#### EXTRACT PROVIDED
********

Key pathways demonstrated that higher radiation protection knowledge directly predicted better compliance behaviors (β = 0.551, p < 0.001), meaning each standard deviation increase in knowledge corresponded to a 55% improvement in protective practices. Conversely, older age directly reduced compliance (β = −0.260, p < 0.001), indicating 26% lower adherence independent of knowledge/attitude. Radiation protection training simultaneously enhanced both knowledge (β = 0.394, p < 0.001) and compliance (β = 0.147, p < 0.001). Knowledge indirectly influenced behavior through attitude mediation, with an indirect effect accounting for 18.3% of the total effect (β = 0.024, 95% confidence interval (CI) [0.003–0.045]).
| Variable | B | SE | Beta | t | P |
|---|---|---|---|---|---|
| Constant | 20.289 | 2.756 | / | 7.362 | <0.001 |
| Gender | 0.398 | 0.532 | 0.032 | 0.748 | 0.455 |
| Age (years) | −0.246 | 0.048 | −0.390 | −5.085 | <0.001 |
| Educational level | 1.079 | 0.493 | 0.101 | 2.188 | 0.029 |
| Profession | 0.055 | 0.281 | 0.009 | 0.197 | 0.844 |
| Working unit | 0.002 | 0.133 | 0.001 | 0.011 | 0.991 |
| Marital status | −0.890 | 0.811 | −0.073 | −1.098 | 0.273 |
| Career in present unit (years) | 0.078 | 0.050 | 0.114 | 1.554 | 0.121 |
| Daily exposure time (hours) | −0.598 | 0.428 | −0.058 | −1.398 | 0.163 |
| Radiation protection training | 1.953 | 0.511 | 0.167 | 3.824 | <0.001 |
| Number of children | 1.184 | 0.549 | 0.136 | 2.156 | 0.032 |
| Knowledge about radiation protection | 0.700 | 0.064 | 0.555 | 10.989 | <0.001 |
| Attitude towards radiation protection | 0.204 | 0.098 | 0.086 | 2.086 | 0.038 |
Notes:
R2 = 0.533, Adjusted R2 = 0.516, F = 30.655, p < 0.001.

********

#### DATA SHOWN
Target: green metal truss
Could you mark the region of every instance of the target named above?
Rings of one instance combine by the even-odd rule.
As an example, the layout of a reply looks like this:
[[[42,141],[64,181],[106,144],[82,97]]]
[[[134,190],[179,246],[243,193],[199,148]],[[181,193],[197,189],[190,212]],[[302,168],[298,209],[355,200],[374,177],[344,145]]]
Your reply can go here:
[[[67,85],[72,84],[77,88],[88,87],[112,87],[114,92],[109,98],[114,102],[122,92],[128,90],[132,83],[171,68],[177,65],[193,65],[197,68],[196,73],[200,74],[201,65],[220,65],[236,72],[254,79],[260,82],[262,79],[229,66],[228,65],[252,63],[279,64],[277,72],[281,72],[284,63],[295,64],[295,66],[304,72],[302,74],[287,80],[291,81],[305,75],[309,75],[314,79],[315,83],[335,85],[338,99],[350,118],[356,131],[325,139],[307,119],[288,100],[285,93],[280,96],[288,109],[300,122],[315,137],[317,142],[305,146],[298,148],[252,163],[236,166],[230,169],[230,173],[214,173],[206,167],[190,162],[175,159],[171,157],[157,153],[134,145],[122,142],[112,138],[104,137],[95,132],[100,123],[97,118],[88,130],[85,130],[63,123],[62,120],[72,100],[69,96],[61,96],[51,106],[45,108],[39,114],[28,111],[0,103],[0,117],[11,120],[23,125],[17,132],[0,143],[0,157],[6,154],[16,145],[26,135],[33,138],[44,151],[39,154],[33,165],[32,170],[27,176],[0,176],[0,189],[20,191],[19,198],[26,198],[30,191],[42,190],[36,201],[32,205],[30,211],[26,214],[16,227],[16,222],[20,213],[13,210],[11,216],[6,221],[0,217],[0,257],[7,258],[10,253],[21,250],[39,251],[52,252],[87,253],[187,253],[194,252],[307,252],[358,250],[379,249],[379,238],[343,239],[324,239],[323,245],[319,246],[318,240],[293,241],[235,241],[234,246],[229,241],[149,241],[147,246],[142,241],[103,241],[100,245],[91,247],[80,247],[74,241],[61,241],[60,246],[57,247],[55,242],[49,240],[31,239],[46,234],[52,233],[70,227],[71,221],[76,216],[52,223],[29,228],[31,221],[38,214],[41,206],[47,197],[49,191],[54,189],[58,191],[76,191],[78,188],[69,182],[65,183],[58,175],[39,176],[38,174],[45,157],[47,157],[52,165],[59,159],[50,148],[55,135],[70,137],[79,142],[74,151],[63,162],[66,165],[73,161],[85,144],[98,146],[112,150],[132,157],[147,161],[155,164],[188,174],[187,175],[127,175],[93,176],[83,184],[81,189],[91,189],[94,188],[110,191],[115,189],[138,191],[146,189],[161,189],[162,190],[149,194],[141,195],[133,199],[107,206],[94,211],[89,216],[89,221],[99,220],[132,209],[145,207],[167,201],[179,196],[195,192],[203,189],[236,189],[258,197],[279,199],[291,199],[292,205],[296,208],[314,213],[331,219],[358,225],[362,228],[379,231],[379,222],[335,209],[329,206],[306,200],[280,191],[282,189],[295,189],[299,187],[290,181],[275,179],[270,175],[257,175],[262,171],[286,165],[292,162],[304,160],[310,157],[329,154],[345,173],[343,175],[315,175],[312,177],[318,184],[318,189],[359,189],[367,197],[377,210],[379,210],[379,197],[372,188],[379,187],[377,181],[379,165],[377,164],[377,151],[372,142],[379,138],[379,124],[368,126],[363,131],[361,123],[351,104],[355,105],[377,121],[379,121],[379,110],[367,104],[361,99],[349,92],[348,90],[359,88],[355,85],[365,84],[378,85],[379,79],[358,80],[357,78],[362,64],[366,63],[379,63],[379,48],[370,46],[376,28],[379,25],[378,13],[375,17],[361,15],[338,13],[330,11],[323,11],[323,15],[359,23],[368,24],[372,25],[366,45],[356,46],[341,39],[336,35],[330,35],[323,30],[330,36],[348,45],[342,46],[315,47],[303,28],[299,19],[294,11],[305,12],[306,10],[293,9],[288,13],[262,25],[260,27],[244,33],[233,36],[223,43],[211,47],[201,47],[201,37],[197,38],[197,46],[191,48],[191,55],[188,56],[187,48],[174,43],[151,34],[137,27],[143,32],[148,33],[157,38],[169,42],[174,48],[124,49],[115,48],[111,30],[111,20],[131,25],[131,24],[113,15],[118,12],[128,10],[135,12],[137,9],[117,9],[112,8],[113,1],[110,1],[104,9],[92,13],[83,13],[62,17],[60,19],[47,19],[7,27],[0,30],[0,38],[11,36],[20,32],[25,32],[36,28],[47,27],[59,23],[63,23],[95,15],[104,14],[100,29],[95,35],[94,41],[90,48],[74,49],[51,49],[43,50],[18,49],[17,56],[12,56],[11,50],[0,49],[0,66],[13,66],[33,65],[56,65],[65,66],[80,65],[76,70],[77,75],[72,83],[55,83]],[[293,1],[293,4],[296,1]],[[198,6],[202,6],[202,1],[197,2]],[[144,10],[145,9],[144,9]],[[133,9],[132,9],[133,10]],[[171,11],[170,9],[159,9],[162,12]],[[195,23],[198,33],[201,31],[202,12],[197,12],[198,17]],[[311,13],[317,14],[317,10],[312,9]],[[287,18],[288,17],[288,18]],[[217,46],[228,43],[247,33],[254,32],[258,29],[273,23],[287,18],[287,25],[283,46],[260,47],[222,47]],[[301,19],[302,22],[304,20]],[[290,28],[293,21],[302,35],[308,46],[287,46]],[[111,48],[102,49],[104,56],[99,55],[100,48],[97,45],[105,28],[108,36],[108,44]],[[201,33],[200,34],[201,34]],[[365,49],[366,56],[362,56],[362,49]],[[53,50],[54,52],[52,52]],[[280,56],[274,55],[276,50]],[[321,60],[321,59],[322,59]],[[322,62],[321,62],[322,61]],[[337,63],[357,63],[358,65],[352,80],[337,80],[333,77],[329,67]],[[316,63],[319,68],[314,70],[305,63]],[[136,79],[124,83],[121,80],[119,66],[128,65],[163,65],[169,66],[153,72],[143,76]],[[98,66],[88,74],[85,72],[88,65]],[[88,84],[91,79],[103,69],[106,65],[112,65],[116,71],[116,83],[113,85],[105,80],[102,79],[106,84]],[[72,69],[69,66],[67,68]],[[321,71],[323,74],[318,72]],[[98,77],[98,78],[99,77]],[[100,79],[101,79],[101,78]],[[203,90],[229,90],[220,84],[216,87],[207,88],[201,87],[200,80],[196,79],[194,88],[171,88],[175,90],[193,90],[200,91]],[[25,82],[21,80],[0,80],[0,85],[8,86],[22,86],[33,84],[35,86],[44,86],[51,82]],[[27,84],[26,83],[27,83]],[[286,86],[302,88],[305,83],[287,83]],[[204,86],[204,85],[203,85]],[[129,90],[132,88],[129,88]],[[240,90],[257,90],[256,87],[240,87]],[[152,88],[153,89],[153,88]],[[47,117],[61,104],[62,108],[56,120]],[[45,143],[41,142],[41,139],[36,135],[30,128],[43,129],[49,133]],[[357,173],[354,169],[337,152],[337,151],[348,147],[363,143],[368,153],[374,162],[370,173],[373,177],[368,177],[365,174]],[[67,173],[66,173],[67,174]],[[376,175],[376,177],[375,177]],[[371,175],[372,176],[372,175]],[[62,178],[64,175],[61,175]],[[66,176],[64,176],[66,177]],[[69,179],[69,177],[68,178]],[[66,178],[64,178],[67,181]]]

********

#### QUESTIONS TO ANSWER
1. Reproduce the part of the radiation protection excerpt starting with "Key pathways demonstrated" and going on through "interval (CI) [0.003–0.045]).".
2. According to the radiation protection excerpt, what share of the total effect came from the indirect effect of knowledge through attitude?

#### SET OF ANSWERS
1.
Key pathways demonstrated that higher radiation protection knowledge directly predicted better compliance behaviors (β = 0.551, p < 0.001), meaning each standard deviation increase in knowledge corresponded to a 55% improvement in protective practices. Conversely, older age directly reduced compliance (β = −0.260, p < 0.001), indicating 26% lower adherence independent of knowledge/attitude. Radiation protection training simultaneously enhanced both knowledge (β = 0.394, p < 0.001) and compliance (β = 0.147, p < 0.001). Knowledge indirectly influenced behavior through attitude mediation, with an indirect effect accounting for 18.3% of the total effect (β = 0.024, 95% confidence interval (CI) [0.003–0.045]).

2. 18.3% of the total effect.